_DATASET EXCERPTS_:
● ● ●
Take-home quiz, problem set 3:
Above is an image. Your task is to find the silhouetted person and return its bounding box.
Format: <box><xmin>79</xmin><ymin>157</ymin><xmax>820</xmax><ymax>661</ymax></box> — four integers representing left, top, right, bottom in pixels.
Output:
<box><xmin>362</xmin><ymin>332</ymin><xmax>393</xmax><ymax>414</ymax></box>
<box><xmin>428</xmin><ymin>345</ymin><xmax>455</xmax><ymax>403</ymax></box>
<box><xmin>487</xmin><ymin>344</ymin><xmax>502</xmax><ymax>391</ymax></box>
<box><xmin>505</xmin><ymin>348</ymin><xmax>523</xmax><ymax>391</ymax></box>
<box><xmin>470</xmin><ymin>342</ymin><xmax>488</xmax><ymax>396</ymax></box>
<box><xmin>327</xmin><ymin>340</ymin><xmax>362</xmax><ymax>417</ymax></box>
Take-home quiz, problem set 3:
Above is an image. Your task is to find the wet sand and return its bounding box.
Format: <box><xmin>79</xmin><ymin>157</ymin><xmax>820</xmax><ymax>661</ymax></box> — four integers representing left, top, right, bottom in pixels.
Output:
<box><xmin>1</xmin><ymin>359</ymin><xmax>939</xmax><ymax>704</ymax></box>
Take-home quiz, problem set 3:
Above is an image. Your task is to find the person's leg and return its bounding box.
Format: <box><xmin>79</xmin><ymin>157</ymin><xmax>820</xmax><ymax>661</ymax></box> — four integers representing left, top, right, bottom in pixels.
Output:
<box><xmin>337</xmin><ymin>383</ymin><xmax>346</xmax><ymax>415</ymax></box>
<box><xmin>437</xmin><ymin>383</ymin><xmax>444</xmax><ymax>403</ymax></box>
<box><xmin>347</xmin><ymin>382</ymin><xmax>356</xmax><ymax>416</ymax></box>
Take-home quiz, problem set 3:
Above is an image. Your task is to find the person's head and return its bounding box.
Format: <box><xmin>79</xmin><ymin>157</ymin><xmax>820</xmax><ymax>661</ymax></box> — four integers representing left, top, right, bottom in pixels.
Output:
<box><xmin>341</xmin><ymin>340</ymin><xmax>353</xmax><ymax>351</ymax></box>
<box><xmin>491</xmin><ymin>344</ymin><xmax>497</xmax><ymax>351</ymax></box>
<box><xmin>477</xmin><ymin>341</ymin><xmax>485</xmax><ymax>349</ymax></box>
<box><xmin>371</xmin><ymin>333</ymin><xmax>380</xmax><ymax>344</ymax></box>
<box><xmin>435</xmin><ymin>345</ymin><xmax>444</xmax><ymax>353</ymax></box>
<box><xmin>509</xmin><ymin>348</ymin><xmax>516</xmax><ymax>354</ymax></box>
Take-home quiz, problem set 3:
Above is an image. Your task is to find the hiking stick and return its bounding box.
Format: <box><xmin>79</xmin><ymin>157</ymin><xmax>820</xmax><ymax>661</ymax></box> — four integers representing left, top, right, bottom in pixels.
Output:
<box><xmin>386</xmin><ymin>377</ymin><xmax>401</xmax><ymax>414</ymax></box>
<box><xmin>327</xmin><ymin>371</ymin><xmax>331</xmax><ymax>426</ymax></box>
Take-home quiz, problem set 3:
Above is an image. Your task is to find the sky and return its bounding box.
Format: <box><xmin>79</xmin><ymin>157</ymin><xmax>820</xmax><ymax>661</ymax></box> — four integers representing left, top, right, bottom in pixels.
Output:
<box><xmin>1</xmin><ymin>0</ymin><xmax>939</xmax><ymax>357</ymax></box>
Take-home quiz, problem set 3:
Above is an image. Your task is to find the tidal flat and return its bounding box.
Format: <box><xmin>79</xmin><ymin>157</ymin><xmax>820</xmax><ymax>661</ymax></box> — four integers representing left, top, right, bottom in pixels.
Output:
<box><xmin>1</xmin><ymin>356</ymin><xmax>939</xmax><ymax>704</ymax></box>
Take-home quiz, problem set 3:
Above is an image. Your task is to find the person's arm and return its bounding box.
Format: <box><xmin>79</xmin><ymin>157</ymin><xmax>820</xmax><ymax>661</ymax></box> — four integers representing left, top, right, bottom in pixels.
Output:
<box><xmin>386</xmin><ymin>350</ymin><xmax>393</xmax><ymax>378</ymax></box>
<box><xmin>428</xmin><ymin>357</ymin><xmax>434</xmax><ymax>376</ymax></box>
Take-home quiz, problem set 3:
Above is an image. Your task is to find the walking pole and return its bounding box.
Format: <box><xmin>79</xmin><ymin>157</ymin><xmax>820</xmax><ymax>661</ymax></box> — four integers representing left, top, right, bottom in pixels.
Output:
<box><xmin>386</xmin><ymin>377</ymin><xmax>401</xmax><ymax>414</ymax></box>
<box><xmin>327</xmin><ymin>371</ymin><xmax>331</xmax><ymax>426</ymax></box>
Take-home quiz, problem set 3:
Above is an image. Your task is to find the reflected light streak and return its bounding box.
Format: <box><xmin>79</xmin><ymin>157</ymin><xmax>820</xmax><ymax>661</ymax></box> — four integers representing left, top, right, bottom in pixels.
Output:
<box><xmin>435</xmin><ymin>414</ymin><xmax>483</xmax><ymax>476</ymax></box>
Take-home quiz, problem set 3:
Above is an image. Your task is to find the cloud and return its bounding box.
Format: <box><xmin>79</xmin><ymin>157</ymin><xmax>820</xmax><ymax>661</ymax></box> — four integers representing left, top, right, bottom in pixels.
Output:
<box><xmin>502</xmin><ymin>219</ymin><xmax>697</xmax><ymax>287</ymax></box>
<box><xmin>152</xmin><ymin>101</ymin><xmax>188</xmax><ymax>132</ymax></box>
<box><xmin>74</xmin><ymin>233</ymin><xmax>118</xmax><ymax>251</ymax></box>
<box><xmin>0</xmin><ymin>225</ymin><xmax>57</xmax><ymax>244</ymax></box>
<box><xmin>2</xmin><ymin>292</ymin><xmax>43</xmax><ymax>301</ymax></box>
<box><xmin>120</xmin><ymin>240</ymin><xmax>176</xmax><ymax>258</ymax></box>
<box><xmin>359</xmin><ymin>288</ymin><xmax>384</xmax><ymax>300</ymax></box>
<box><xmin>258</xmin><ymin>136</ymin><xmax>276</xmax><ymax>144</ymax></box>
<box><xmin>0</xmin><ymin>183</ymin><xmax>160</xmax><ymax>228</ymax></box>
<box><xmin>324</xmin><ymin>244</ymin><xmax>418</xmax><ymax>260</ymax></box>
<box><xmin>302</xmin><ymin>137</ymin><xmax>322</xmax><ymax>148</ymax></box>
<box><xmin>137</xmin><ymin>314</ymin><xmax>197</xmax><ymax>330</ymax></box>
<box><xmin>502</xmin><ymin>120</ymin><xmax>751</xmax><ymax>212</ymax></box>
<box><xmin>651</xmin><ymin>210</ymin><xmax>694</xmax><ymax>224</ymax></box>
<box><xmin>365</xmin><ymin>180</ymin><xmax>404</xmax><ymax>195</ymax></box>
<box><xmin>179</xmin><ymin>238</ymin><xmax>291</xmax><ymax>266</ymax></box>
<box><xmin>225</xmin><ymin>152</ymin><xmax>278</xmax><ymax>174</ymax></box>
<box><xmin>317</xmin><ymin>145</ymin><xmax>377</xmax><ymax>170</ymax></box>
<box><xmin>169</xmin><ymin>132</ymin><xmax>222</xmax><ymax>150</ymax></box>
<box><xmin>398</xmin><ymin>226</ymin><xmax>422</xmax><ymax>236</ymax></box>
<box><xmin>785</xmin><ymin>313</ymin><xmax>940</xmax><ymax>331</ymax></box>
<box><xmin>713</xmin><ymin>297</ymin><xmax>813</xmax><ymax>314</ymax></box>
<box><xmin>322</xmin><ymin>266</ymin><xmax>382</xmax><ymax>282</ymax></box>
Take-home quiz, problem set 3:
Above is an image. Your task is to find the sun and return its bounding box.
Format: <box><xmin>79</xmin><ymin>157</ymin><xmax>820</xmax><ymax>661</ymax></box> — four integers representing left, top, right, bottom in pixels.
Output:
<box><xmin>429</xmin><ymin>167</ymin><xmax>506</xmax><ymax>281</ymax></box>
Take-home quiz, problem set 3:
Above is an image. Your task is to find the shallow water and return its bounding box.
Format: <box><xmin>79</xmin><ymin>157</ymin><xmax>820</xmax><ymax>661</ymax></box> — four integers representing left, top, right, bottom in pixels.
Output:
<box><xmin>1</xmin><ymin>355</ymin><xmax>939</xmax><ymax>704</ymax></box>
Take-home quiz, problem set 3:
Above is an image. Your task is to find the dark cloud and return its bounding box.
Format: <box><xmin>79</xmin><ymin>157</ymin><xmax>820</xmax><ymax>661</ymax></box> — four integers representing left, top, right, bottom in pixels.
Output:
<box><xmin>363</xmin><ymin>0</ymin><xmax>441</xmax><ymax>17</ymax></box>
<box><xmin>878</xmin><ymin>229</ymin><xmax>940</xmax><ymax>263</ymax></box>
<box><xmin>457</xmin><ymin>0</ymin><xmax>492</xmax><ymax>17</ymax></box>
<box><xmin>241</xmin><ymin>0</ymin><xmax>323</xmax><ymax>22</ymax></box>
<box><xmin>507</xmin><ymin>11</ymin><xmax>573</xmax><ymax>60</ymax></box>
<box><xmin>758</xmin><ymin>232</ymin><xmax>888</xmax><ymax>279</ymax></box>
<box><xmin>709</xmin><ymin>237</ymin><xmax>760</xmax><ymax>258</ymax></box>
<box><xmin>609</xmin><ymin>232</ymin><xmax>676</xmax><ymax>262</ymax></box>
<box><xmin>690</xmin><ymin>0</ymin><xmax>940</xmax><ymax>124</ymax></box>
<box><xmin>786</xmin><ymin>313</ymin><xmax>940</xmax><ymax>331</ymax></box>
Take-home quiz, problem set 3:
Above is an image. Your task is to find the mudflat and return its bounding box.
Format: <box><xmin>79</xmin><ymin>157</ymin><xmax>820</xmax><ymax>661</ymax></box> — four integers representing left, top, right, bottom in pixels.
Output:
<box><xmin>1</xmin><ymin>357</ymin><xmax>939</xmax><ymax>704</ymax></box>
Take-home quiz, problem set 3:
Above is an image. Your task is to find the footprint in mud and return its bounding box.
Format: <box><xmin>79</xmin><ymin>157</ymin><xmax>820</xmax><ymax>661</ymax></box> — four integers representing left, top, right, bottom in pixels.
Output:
● ● ●
_WHAT IS NEEDED_:
For every line of the data above that contains "person", copy that line.

_PROBLEM SOLUTION_:
Above is an image. Your task is to find the silhouetted person and return its bounding box.
Above is an image. Your task is to find the person's leg and return its bounding box.
Above is an image. Your task is to find the person's head and return its bounding box.
Above is an image. Your task is to find the person's arm and return its bounding box.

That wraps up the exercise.